# EXERCISE TASK
Answer these from the Best Ball article:
(a) What finish in a double-up league wins an extra buy-in for the following season?
(b) Which leagues are named as places where winner-take-all is very popular?
(c) How many featured running backs should a winner-take-all roster have in the first 5-6 rounds?

──────── SOURCE EXCERPT

Best Ball drafts have been growing in popularity year after year. It’s a way for people to save time from the daily grind of waiver pickups and setting lineups while still being able to play fantasy. It is also a way for us “draft junkies” to complete hundreds of drafts a season.
There are different forms of Best Ball drafts such as winner-take-all, top 2-3 payouts, and the recently popular double-ups — where if you come in the top-6 of your league you win an extra buy-in for the following season. While most people tend to draft every type of Best Ball the same way, there are ways you can get an advantage depending on which prize pool league you join. I will go over three types of Best Ball leagues and explain how you can gain an advantage in every kind of payout.
Winner Take All Leagues
First, let’s go over the most popular form of Best Ball league: winner-take-all. It is very popular for MFL10 and FFPC $35 leagues. As the name suggests, you must come in first place to win. In a league like this, you will need to be more aggressive. I try to avoid these leagues because if you aren’t first, you are last! You have to try and take any advantage you can, and you want to try to dominate 2-3 positions. I will go over some strategy for each position below.
While I normally like to wait at quarterback in a winner-take-all, I don’t mind grabbing an early rushing quarterback. If I’m going two quarterbacks, I love pairing a high rushing upside quarterback in the 6-8 range like Russell Wilson, Cam Newton, or Deshaun Watson. I like to pair these guys with a safer quarterback in the later rounds like Philip Rivers or Alex Smith.
In a winner-take-all, you also need to be aggressive at running back. If you do not have a good running back core, you will likely not come out on top. You want to have 2-3 featured backs in the first 5-6 rounds. When you fill out your roster at running back target mid-range PPR backs and high upside handcuffs toward the end of the draft. I tend to have 2-3 top-tier running backs in the first five rounds.

────────────────
──────── DATASET EXTRACT

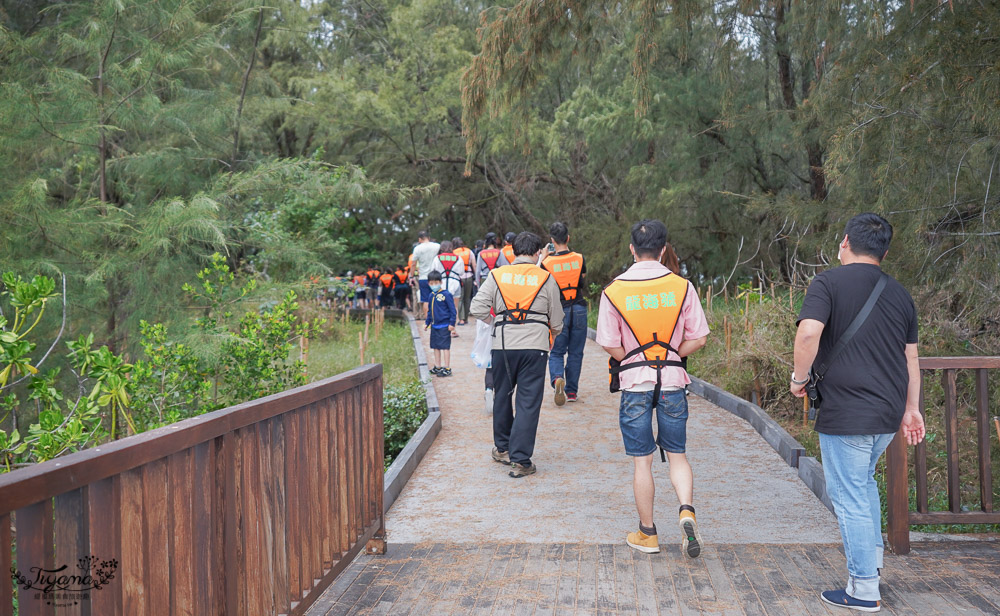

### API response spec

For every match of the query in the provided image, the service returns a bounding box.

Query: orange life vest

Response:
[604,274,688,388]
[542,252,583,302]
[438,252,459,280]
[490,263,549,334]
[453,246,472,272]
[479,248,500,270]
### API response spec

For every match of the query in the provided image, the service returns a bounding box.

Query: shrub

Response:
[382,381,427,468]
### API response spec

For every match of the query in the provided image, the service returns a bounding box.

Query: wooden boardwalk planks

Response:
[308,541,1000,616]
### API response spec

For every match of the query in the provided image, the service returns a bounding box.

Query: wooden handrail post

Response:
[885,429,910,554]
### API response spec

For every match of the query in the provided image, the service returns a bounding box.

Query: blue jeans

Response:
[549,304,587,394]
[618,389,688,457]
[819,433,895,601]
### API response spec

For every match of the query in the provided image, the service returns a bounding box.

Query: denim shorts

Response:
[431,327,451,351]
[618,389,688,457]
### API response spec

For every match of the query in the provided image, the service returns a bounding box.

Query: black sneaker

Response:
[507,462,538,479]
[820,590,882,612]
[491,447,510,466]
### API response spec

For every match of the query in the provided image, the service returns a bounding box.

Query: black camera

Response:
[806,369,823,420]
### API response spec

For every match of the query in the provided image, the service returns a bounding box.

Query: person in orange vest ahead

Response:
[471,231,563,478]
[470,231,510,415]
[596,220,709,558]
[451,237,476,325]
[542,222,587,406]
[351,274,368,308]
[392,265,410,310]
[378,267,396,308]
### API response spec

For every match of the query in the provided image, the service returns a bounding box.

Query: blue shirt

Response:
[425,289,458,329]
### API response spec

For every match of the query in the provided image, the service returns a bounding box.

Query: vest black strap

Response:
[608,332,687,462]
[813,272,889,381]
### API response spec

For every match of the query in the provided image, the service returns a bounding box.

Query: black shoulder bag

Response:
[806,272,889,419]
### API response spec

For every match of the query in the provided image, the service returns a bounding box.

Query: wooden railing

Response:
[886,357,1000,554]
[0,365,385,616]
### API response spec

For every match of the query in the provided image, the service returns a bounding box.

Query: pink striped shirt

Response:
[596,261,709,390]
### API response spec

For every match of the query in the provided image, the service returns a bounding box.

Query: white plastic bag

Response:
[472,320,493,370]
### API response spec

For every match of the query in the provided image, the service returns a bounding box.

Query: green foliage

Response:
[0,255,323,470]
[382,381,427,468]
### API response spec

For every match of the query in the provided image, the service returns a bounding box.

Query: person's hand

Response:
[788,381,808,398]
[902,411,925,445]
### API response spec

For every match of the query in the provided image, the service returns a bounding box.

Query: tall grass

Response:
[309,315,427,468]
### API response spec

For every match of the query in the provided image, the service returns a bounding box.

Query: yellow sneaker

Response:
[552,376,566,406]
[678,511,702,558]
[625,530,660,554]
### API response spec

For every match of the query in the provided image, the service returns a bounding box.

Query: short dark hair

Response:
[512,231,543,257]
[844,212,892,261]
[549,220,569,244]
[632,218,667,259]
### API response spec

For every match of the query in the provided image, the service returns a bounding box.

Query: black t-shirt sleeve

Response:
[906,299,920,344]
[795,274,833,325]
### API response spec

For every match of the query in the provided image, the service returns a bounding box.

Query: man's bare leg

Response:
[632,454,656,528]
[668,453,694,505]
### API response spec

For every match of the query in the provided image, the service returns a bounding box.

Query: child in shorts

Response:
[425,271,458,376]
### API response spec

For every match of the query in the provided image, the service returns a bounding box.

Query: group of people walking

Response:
[356,214,924,612]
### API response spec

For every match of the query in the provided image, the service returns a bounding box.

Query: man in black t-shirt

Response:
[790,214,924,612]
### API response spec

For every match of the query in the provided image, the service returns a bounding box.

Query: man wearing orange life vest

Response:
[378,268,396,308]
[596,220,709,558]
[471,231,563,478]
[470,231,510,414]
[392,265,410,310]
[351,274,368,309]
[476,231,514,288]
[542,222,587,406]
[451,237,476,325]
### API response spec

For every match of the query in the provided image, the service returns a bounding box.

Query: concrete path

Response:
[386,325,840,543]
[308,320,1000,616]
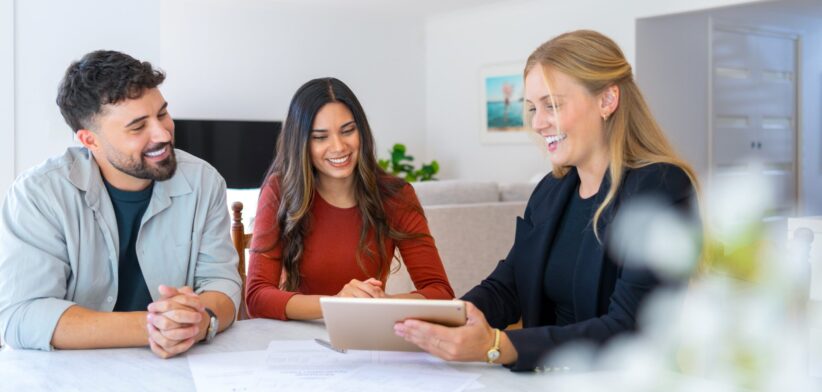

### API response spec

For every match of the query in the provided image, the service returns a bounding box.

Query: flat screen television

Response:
[174,119,282,189]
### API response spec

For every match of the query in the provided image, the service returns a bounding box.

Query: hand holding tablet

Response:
[320,297,466,351]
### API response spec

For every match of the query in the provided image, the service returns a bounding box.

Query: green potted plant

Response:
[379,143,440,182]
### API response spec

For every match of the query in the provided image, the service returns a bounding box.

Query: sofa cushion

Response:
[499,182,537,201]
[386,201,525,297]
[411,180,499,206]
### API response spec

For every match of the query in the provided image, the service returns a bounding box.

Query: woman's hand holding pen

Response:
[337,278,388,298]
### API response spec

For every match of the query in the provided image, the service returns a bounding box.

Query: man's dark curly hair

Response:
[57,50,166,133]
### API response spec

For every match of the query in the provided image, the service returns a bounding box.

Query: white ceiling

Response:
[241,0,520,17]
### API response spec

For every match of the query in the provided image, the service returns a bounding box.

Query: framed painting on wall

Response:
[480,63,530,144]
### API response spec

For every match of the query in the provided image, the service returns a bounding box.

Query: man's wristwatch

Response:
[205,308,220,343]
[485,328,499,364]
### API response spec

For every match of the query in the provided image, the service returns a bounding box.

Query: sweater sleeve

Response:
[245,180,297,320]
[387,184,454,299]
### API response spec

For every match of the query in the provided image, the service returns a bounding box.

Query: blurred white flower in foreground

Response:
[548,165,822,392]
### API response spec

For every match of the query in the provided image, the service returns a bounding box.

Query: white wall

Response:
[161,0,425,164]
[0,0,14,202]
[11,0,160,178]
[425,0,772,181]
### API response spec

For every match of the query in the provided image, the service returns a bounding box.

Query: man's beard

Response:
[106,142,177,181]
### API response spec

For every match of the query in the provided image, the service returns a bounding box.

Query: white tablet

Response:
[320,297,465,351]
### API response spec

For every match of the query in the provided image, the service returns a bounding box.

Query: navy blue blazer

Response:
[462,164,698,371]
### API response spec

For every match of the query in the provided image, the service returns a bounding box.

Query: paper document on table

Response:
[255,340,479,392]
[188,351,266,392]
[333,363,479,392]
[255,340,372,392]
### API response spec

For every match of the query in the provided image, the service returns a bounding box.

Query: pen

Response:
[314,338,345,354]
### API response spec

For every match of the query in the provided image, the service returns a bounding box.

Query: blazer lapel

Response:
[573,172,614,321]
[512,169,579,327]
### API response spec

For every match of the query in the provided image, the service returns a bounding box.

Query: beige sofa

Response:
[386,180,535,297]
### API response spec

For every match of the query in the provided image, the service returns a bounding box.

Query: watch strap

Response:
[205,308,220,343]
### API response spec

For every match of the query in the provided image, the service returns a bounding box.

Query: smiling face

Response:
[525,65,608,168]
[77,88,177,190]
[308,102,360,189]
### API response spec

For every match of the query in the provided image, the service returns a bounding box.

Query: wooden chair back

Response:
[231,201,251,320]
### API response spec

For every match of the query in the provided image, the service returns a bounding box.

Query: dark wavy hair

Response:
[57,50,166,133]
[258,78,426,291]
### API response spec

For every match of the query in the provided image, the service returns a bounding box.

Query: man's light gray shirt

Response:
[0,147,241,350]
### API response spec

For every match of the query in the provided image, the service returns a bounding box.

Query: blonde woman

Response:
[395,30,698,370]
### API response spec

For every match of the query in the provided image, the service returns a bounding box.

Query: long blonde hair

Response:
[524,30,699,239]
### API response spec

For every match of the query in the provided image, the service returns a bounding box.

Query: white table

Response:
[0,319,557,392]
[0,319,819,392]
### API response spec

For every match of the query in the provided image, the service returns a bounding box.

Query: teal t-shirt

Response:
[103,181,154,312]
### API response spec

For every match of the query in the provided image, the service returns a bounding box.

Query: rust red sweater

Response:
[245,180,454,320]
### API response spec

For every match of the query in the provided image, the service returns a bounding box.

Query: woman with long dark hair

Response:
[246,78,454,320]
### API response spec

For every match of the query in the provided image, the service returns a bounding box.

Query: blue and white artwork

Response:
[485,74,525,132]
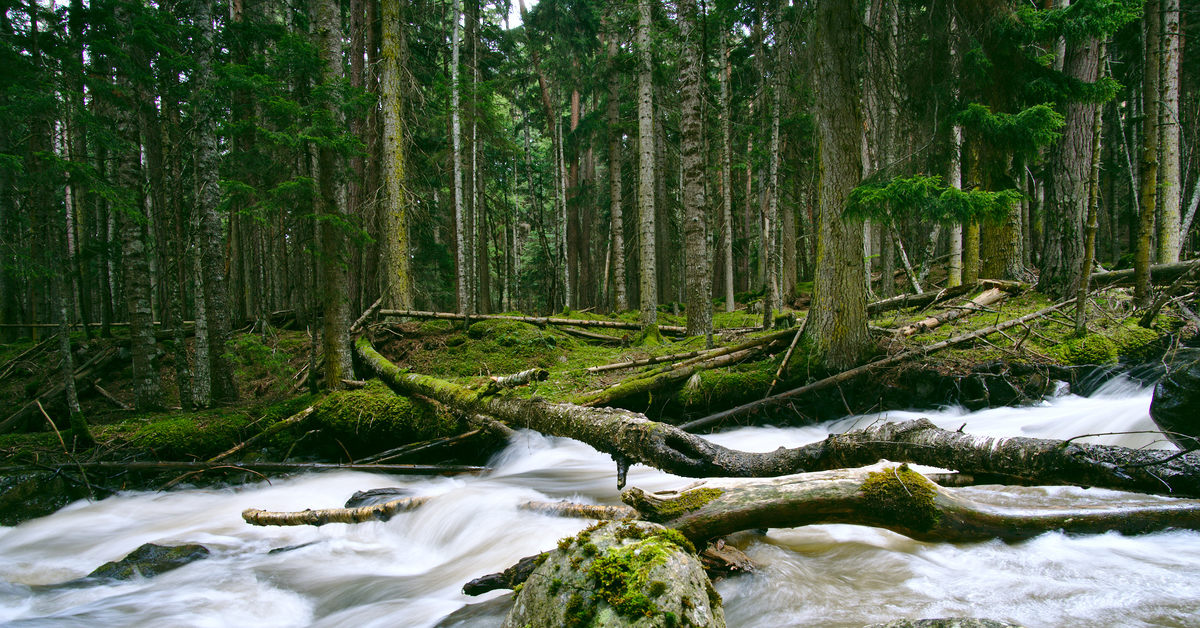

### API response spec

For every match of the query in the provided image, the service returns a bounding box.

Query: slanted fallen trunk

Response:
[622,462,1200,543]
[379,310,686,335]
[355,339,1200,497]
[896,288,1007,337]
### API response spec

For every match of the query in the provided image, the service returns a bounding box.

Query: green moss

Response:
[1112,321,1160,361]
[862,465,941,531]
[654,488,725,521]
[1050,334,1117,364]
[132,411,251,460]
[310,379,462,451]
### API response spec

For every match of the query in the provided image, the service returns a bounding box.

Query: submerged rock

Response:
[88,543,209,580]
[1150,360,1200,449]
[866,617,1020,628]
[504,521,725,628]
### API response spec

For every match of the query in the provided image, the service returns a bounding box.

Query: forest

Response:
[0,0,1200,627]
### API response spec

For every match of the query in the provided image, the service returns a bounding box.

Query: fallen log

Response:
[379,310,686,336]
[578,329,793,406]
[583,349,708,373]
[896,288,1007,337]
[679,299,1075,430]
[866,279,1030,317]
[622,461,1200,544]
[355,336,1200,497]
[0,347,119,433]
[1092,259,1196,288]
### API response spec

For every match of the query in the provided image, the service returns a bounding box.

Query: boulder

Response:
[504,521,725,628]
[1150,360,1200,449]
[88,543,209,580]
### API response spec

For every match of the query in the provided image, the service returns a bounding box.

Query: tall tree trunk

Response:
[637,0,659,325]
[379,0,413,310]
[450,0,470,313]
[1156,0,1183,264]
[605,18,629,312]
[196,0,238,403]
[314,0,353,389]
[720,30,737,312]
[1133,0,1162,305]
[804,0,870,369]
[115,4,162,409]
[678,0,713,336]
[1038,38,1100,298]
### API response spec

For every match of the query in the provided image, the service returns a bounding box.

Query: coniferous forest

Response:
[0,0,1200,626]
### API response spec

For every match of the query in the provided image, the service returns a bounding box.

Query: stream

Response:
[0,378,1200,628]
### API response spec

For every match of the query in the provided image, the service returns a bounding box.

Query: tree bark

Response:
[804,1,871,369]
[637,0,659,325]
[678,0,713,336]
[379,0,413,310]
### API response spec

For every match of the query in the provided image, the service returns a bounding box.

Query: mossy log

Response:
[679,299,1075,430]
[622,462,1200,544]
[355,339,1200,497]
[896,288,1007,337]
[866,279,1030,316]
[379,310,686,336]
[576,330,794,406]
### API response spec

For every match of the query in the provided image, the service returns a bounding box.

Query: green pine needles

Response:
[842,174,1021,225]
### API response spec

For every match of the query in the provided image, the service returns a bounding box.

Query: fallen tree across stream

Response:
[355,339,1200,497]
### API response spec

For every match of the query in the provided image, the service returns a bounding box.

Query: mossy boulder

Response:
[1112,322,1160,361]
[1051,334,1118,365]
[88,543,209,580]
[504,521,725,628]
[310,379,463,453]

────────────────

# COMPLETE OUTPUT
(a) Coming in the top-6 of the league.
(b) MFL10 and FFPC $35 leagues.
(c) 2-3 featured backs.